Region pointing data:
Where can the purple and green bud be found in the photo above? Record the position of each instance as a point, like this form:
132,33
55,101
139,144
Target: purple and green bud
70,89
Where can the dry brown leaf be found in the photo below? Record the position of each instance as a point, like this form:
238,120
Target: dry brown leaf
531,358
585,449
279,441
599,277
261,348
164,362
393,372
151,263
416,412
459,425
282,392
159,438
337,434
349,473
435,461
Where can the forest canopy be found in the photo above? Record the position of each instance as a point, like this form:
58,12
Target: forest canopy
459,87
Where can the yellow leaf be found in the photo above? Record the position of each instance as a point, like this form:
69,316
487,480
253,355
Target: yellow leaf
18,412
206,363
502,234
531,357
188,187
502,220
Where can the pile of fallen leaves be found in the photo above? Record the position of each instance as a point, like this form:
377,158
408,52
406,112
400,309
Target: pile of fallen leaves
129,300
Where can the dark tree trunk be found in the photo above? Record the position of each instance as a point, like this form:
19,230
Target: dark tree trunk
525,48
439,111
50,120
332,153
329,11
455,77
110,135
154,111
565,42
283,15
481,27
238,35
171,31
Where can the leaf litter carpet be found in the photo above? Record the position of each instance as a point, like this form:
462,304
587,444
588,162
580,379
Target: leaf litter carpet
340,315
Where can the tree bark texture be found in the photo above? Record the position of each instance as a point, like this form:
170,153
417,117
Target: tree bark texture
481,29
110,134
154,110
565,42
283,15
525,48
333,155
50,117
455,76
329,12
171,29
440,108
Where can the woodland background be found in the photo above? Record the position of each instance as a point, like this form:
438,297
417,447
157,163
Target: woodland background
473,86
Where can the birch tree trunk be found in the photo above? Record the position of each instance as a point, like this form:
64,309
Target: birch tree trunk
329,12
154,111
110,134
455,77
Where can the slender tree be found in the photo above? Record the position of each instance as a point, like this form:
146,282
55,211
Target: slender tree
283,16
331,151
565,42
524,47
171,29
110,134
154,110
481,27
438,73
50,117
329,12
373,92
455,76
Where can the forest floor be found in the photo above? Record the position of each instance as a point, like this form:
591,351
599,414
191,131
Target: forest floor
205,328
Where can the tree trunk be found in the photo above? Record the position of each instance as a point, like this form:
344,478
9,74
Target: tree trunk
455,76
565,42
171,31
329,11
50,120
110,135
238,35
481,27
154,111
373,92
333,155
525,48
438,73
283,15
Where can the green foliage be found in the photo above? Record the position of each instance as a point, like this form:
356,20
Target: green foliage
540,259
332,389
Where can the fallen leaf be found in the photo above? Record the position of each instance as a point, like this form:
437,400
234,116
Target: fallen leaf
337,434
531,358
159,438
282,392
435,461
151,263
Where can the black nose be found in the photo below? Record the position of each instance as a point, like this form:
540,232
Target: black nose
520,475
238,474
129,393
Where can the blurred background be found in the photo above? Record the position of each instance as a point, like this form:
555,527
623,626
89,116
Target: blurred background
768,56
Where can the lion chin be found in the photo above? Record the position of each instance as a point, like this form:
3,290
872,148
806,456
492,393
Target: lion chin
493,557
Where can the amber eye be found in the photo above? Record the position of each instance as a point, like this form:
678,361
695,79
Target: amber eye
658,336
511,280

Problem to solve: Your answer should consist of every record, restated exactly.

Task response:
Where can the purple and green bud be found in the photo above? Record the position of each instance as a point, like this form:
132,33
55,101
139,144
Target: purple and green bud
70,89
Where can the dry brown leaf be found in the photo below? Record the position of each instance as a point, like this form:
238,120
Target: dry brown leaf
531,358
585,449
279,441
599,277
261,348
164,362
393,372
151,263
416,412
459,425
282,392
159,438
337,434
349,473
435,461
Where can the forest canopy be found in the photo above? Record the position of each instance as a point, like this form:
58,12
Target: forest canopy
459,87
Where can the yellow leaf be found in the photo above? Record the position of each instance as a point, like this form:
69,316
487,480
253,355
Target: yellow leaf
18,412
206,363
502,234
531,357
188,187
502,220
Where can the pile of fallen leaves be found in the photo above? Record the position of each instance as a point, like this form:
377,158
408,52
406,112
400,309
Target: pile of fallen leaves
129,300
Where can the dark tree trunk be found in the photo above? Record the position of each instance as a point, like this form:
19,230
Target: dark tree trunk
525,48
439,111
50,120
332,153
329,11
455,77
110,135
154,111
565,42
283,15
481,27
238,35
171,31
Where can the leaf litter carpet be found in the photo above? Record the position of each instance as a point, like this form:
462,304
587,444
588,162
580,379
Target: leaf litter carpet
340,315
Where can the tree bark texture be found in the photo above? Record the position of each instance as a point, like this form:
170,153
417,117
Target: tree bark texture
481,29
110,134
154,110
565,42
283,15
525,48
333,155
50,117
455,76
329,12
171,29
440,108
Where can the woodland background be found in the photo above? Record the position of each instance as a point, like this form:
438,297
417,447
157,163
Target: woodland background
473,86
Where can the birch tree trunk be found in the photo above? Record the position of each instance as a point, like this form:
64,309
Target: birch tree trunk
329,12
154,111
110,134
455,77
Where can the slender tree be found in the photo above? Record the position of each instance as a point, like this form:
146,282
55,211
Target: slender tree
283,16
331,151
565,42
524,47
171,29
110,134
154,110
481,27
438,73
50,117
329,12
373,92
455,76
Where can the forest floor be found in the photo above? Record the position of each instance as a point, like this form:
591,351
599,414
191,131
Target: forest floor
205,328
Where can the tree trunk be found in the photo above? Record the position of each instance as a point, like this form:
344,478
9,74
Target: tree trunk
455,76
565,42
171,31
329,11
50,120
110,135
238,35
481,27
154,111
373,92
333,155
525,48
438,73
283,15
Where can the green foliage be found in the photo above? Record the position of each instance as a point, like this form:
356,20
Target: green foliage
540,259
332,389
Where can the fallen leaf be found in the photo above? Record the position of each instance as a point, like this form:
437,400
234,116
Target: fallen leaf
337,434
531,358
159,438
282,392
435,461
151,263
Where can the black nose be found in the photo below? Record the position of each instance as a point, like this form:
540,232
Target: black nose
520,475
238,474
129,393
Where can the blurred background be found in the photo above? Record the position of each instance as a point, like this form:
555,527
623,626
89,116
Target: blurred background
768,56
Where can the lion chin be found in the photo above? Record the position of each instance as a point, like this form:
3,290
872,148
806,456
492,393
Target: lion chin
493,557
Where can the amber eye be found in the photo above? Record the position of each instance as a point, like this form:
678,361
695,79
Target: amber eye
658,336
511,280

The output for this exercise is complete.